> **TASK BRIEF**: Copy the records from the line with "Objective — indicate one point on every instance of the blurred" through the end of the records, swapping "indicate" for "mark" and leaving everything else unchanged.

--- DATA RECORDS ---

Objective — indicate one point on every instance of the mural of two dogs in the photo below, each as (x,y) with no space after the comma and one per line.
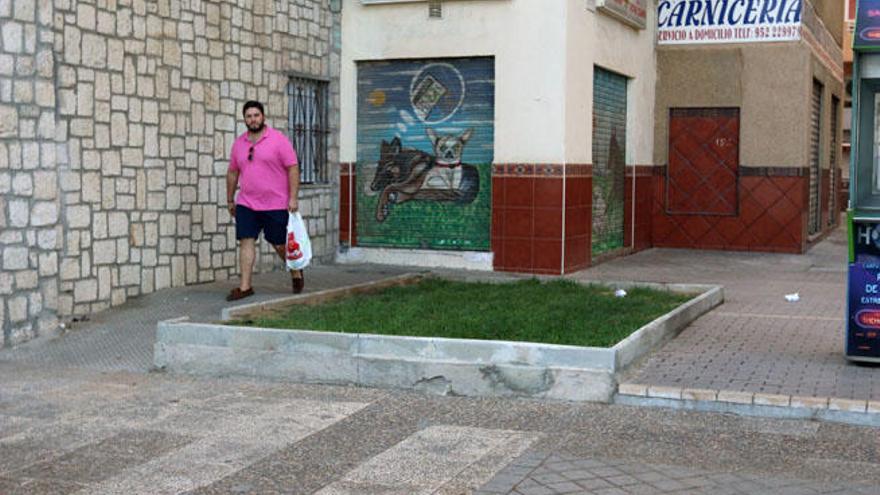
(405,174)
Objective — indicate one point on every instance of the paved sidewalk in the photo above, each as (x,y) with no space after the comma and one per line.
(122,338)
(756,348)
(65,431)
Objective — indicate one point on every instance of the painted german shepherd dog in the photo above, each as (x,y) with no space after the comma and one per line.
(405,174)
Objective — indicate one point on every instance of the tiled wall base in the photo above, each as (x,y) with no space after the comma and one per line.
(772,214)
(527,217)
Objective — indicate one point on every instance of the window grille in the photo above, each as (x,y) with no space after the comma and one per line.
(307,127)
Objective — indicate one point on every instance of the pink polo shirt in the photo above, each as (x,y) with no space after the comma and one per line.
(262,181)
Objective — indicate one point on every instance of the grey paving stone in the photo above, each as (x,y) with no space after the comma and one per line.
(9,486)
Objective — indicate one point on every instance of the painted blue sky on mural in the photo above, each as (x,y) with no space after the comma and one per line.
(448,96)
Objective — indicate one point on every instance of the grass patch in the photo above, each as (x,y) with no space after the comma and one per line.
(556,312)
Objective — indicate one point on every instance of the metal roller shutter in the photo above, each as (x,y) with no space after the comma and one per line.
(815,144)
(609,160)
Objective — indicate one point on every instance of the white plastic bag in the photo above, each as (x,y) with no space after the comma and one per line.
(299,247)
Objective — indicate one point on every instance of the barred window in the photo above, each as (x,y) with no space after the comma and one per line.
(307,126)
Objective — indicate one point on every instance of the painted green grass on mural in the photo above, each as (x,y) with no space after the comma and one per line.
(556,312)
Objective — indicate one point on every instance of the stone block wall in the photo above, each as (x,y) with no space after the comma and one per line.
(116,120)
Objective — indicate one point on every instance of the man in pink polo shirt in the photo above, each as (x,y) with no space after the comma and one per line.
(264,166)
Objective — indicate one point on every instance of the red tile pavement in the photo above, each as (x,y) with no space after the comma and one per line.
(756,341)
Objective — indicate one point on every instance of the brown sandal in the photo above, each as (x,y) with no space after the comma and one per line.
(236,294)
(298,282)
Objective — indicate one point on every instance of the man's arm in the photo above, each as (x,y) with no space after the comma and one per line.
(293,179)
(231,184)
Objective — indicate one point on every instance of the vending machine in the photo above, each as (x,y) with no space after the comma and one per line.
(863,214)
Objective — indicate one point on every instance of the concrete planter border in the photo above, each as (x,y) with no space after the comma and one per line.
(435,365)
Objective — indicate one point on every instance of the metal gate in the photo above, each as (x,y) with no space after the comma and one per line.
(815,222)
(609,160)
(425,146)
(702,177)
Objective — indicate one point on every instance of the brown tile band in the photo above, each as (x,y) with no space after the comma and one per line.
(745,171)
(542,170)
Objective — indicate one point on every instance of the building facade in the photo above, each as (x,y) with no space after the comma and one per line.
(493,134)
(116,120)
(748,126)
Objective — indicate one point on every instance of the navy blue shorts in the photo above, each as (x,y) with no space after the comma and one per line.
(249,224)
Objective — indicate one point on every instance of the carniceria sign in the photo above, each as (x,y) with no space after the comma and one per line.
(686,22)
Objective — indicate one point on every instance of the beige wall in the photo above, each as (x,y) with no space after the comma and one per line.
(114,145)
(596,39)
(832,14)
(526,37)
(771,83)
(544,54)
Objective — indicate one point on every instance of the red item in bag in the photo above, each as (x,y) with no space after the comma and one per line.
(293,251)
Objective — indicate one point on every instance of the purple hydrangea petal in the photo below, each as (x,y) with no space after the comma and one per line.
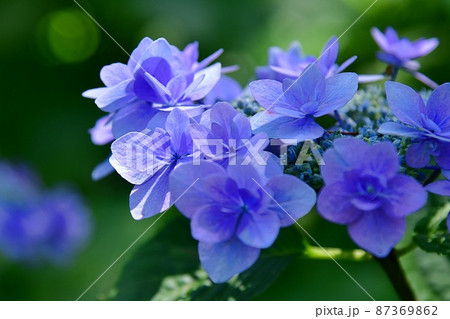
(340,89)
(294,196)
(102,170)
(224,260)
(382,158)
(210,76)
(137,156)
(177,124)
(94,93)
(309,87)
(269,94)
(346,64)
(335,205)
(116,97)
(226,89)
(186,187)
(136,55)
(442,156)
(418,155)
(289,128)
(405,103)
(376,232)
(101,133)
(210,224)
(437,106)
(440,187)
(398,129)
(367,78)
(151,197)
(380,39)
(403,196)
(114,74)
(258,230)
(132,118)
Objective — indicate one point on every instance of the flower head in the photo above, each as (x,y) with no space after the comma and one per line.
(427,124)
(293,62)
(364,191)
(399,51)
(235,212)
(292,105)
(224,134)
(37,226)
(146,159)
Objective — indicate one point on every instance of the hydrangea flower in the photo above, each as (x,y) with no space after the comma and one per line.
(232,216)
(401,52)
(427,124)
(291,106)
(146,160)
(39,226)
(228,133)
(364,191)
(293,62)
(158,73)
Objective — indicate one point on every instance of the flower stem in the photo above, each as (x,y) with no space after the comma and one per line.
(395,273)
(328,253)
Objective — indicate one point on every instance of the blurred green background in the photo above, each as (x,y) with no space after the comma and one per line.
(51,51)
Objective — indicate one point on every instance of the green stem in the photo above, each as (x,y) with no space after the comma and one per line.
(398,279)
(328,253)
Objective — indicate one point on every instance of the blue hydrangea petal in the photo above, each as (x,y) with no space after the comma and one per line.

---

> **RESPONSE TO THIS EXERCISE**:
Objective — mark one point on every instance of the blurred green background in the photo above, each as (x,y) with no space after the comma and one per line.
(51,51)
Objective — mark one point on every instance of the green stem in the photo above, each as (x,y) with no space after the comma and one per line.
(398,279)
(328,253)
Objective — mark one point on every instance of the blue hydrangea petal in the photo above, each as (x,y) with no space after the comma and one per line.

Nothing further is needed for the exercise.